[Document section]

Generation of Diversity in the Adaptive Immune Response

The adaptive immune system responds specifically to a large number of different antigenic determinants. F. Macfarlane Burnet proposed the clonal selection theory of antibody formation in 1959. One postulate of this theory is that antibody-forming lymphocytes (and by extension T lymphocytes) respond to a single antigen and that the specificity of these lymphocytes is determined during development prior to interaction with antigen. The mechanism by which lymphocytes generate this extensive repertoire of specificities remained an enigma until amino acid sequences and the molecular genetics of the formation of B and T lymphocyte receptors were determined. In the mid-1960s, William Dreyer and J. Claude Bennett hypothesized that immunoglobulin chains are coded for by two separate genes. Amino acid data confirmed that heavy and light chains had variable (V) and constant (C) regions. By 1976, Susumu Tonegawa and colleagues demonstrated that gene rearrangement involving separate genes coding for the V, diversity (D), joining (J), and C regions occurs during B lymphocyte development. Once the mechanism of gene rearrangement was understood for B lymphocytes, a similar mechanism in T lymphocytes was described. This process of gene rearrangement provides the lymphocyte with a unique set of specificities that are randomly determined and that allow the host to interact with virtually any antigen found in its environment.

[Problem to work on] List every person named in the passage on diversity in the adaptive immune response.

[Provided material]
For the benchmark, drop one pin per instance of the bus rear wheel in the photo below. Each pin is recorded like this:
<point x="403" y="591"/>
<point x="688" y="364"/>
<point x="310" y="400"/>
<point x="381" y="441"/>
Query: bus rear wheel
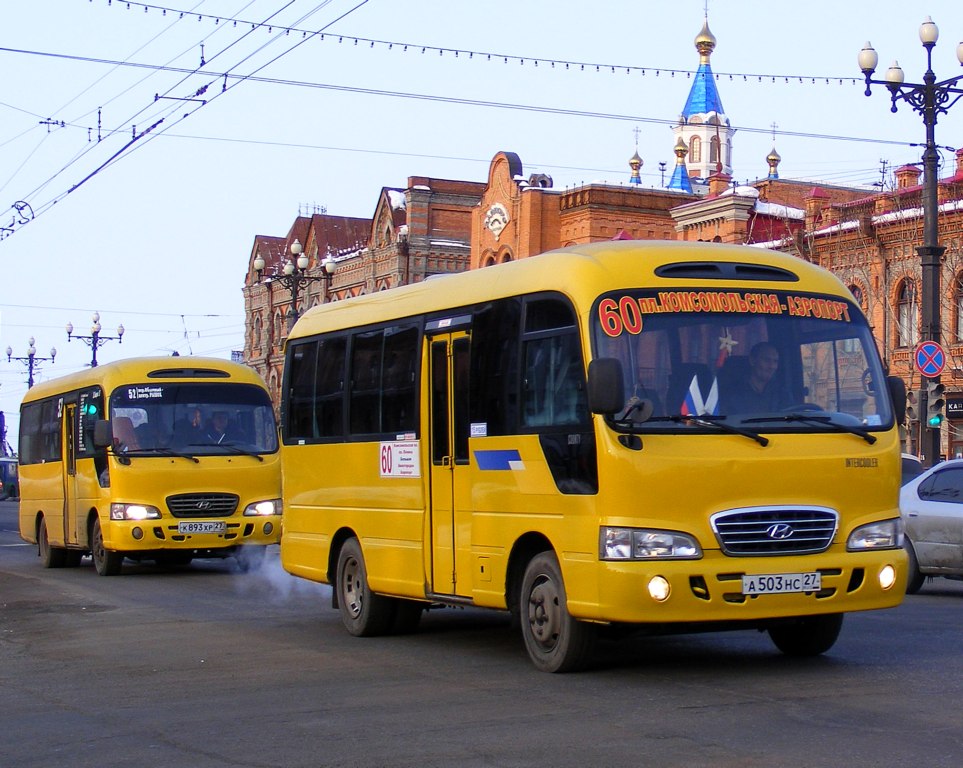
<point x="106" y="563"/>
<point x="50" y="556"/>
<point x="363" y="613"/>
<point x="806" y="635"/>
<point x="555" y="641"/>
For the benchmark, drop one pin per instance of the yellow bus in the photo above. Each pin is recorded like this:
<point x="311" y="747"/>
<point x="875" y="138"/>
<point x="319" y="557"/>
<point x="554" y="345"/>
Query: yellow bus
<point x="570" y="438"/>
<point x="165" y="459"/>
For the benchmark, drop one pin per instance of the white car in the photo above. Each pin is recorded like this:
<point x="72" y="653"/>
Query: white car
<point x="931" y="505"/>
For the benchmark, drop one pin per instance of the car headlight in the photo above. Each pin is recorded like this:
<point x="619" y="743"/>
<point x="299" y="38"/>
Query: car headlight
<point x="646" y="544"/>
<point x="263" y="508"/>
<point x="886" y="534"/>
<point x="133" y="512"/>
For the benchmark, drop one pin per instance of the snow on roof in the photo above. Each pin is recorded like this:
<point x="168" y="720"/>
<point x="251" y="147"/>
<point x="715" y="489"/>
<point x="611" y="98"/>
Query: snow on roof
<point x="779" y="211"/>
<point x="397" y="199"/>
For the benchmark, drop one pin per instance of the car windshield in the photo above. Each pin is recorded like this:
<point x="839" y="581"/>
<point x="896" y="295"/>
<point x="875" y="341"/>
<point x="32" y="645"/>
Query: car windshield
<point x="759" y="361"/>
<point x="192" y="419"/>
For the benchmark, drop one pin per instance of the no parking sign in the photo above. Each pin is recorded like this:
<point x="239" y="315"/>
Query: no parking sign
<point x="930" y="359"/>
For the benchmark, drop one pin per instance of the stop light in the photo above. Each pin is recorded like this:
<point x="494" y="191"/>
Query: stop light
<point x="913" y="405"/>
<point x="934" y="404"/>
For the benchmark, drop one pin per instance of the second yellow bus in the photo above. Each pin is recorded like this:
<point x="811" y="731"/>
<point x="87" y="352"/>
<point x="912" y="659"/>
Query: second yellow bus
<point x="150" y="458"/>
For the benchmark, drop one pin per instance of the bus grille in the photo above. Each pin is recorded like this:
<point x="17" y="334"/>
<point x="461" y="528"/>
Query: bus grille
<point x="202" y="504"/>
<point x="775" y="530"/>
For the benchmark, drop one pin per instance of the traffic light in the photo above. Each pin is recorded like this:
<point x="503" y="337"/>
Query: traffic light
<point x="913" y="405"/>
<point x="934" y="404"/>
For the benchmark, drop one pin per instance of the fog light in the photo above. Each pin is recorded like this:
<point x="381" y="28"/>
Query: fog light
<point x="659" y="588"/>
<point x="887" y="576"/>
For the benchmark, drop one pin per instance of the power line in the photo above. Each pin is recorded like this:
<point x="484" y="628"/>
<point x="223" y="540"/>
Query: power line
<point x="487" y="56"/>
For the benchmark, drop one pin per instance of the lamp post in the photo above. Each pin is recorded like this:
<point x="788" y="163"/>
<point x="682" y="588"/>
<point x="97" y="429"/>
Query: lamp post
<point x="31" y="359"/>
<point x="96" y="340"/>
<point x="930" y="99"/>
<point x="294" y="275"/>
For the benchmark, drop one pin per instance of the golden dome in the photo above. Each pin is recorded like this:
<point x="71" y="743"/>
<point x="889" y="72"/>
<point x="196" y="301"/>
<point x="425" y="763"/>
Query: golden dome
<point x="705" y="42"/>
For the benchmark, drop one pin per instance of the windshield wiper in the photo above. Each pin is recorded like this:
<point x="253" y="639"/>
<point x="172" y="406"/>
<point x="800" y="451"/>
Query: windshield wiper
<point x="232" y="449"/>
<point x="813" y="419"/>
<point x="715" y="422"/>
<point x="162" y="452"/>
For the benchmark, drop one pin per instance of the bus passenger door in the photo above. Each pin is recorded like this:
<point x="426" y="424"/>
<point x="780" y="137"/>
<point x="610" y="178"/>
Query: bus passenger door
<point x="70" y="473"/>
<point x="450" y="512"/>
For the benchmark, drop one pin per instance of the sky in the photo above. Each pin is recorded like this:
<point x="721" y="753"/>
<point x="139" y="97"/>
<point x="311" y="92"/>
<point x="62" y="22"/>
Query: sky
<point x="147" y="174"/>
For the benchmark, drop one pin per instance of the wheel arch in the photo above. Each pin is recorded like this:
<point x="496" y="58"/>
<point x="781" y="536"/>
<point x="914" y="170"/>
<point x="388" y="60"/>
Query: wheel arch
<point x="524" y="549"/>
<point x="334" y="551"/>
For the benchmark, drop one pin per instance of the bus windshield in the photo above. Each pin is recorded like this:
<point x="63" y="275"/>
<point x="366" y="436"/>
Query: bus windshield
<point x="192" y="418"/>
<point x="765" y="361"/>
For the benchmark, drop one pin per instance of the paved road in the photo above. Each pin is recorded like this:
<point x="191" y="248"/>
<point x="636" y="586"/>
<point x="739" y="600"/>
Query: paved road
<point x="208" y="667"/>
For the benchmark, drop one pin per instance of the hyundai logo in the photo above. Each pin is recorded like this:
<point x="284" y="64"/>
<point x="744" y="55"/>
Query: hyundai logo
<point x="779" y="531"/>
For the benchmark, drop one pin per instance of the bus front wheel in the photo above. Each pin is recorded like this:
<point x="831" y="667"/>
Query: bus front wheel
<point x="363" y="613"/>
<point x="555" y="641"/>
<point x="50" y="556"/>
<point x="806" y="635"/>
<point x="106" y="563"/>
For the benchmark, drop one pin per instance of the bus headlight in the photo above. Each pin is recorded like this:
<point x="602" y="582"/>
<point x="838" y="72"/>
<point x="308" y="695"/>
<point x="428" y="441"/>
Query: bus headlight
<point x="263" y="508"/>
<point x="646" y="544"/>
<point x="133" y="512"/>
<point x="886" y="534"/>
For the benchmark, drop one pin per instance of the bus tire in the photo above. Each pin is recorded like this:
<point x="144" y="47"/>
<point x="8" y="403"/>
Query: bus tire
<point x="555" y="641"/>
<point x="106" y="562"/>
<point x="806" y="635"/>
<point x="50" y="556"/>
<point x="363" y="613"/>
<point x="914" y="579"/>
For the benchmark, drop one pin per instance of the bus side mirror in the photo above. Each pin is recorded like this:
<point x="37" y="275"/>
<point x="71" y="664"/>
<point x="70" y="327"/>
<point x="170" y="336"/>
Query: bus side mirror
<point x="606" y="389"/>
<point x="103" y="434"/>
<point x="897" y="391"/>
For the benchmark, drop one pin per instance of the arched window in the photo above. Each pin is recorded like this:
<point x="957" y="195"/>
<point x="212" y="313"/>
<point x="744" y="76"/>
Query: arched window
<point x="695" y="150"/>
<point x="714" y="149"/>
<point x="958" y="305"/>
<point x="858" y="295"/>
<point x="907" y="330"/>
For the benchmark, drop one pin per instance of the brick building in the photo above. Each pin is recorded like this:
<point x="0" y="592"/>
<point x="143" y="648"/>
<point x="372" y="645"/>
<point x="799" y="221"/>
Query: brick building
<point x="422" y="230"/>
<point x="867" y="237"/>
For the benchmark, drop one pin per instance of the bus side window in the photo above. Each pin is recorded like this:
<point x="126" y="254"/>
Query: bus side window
<point x="299" y="420"/>
<point x="329" y="390"/>
<point x="50" y="437"/>
<point x="553" y="386"/>
<point x="493" y="398"/>
<point x="399" y="398"/>
<point x="30" y="420"/>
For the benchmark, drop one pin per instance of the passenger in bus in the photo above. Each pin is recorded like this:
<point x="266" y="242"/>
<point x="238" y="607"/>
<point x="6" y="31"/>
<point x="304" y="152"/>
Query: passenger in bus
<point x="219" y="430"/>
<point x="757" y="389"/>
<point x="188" y="430"/>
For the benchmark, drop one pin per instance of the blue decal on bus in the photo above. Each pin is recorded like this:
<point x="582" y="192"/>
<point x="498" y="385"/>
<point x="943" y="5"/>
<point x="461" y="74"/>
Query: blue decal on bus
<point x="498" y="459"/>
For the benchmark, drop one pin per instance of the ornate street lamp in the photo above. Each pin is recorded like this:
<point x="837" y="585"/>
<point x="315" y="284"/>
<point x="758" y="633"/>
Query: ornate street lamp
<point x="31" y="360"/>
<point x="930" y="99"/>
<point x="96" y="340"/>
<point x="294" y="275"/>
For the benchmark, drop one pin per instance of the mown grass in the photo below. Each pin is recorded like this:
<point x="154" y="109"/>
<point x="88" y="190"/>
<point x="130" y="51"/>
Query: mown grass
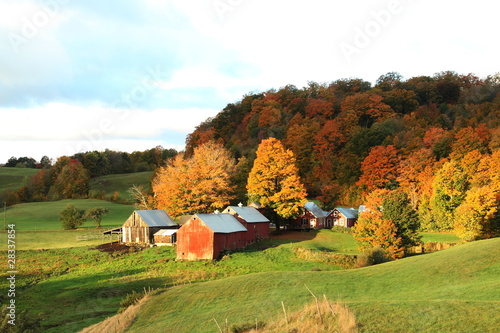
<point x="121" y="183"/>
<point x="73" y="288"/>
<point x="440" y="237"/>
<point x="41" y="216"/>
<point x="455" y="290"/>
<point x="13" y="178"/>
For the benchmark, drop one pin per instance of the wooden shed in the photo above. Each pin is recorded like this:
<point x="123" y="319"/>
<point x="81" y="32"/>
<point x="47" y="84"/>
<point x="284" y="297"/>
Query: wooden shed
<point x="312" y="217"/>
<point x="141" y="226"/>
<point x="205" y="236"/>
<point x="344" y="217"/>
<point x="257" y="224"/>
<point x="165" y="237"/>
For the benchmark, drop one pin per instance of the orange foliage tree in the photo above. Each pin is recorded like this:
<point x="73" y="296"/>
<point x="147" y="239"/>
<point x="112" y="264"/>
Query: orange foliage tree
<point x="364" y="109"/>
<point x="379" y="168"/>
<point x="474" y="217"/>
<point x="195" y="185"/>
<point x="373" y="230"/>
<point x="274" y="180"/>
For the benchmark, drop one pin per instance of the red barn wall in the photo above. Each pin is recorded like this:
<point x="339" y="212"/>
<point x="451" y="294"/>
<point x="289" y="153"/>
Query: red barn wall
<point x="195" y="241"/>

[Task response] F. Macfarlane Burnet, William Dreyer, J. Claude Bennett, Susumu Tonegawa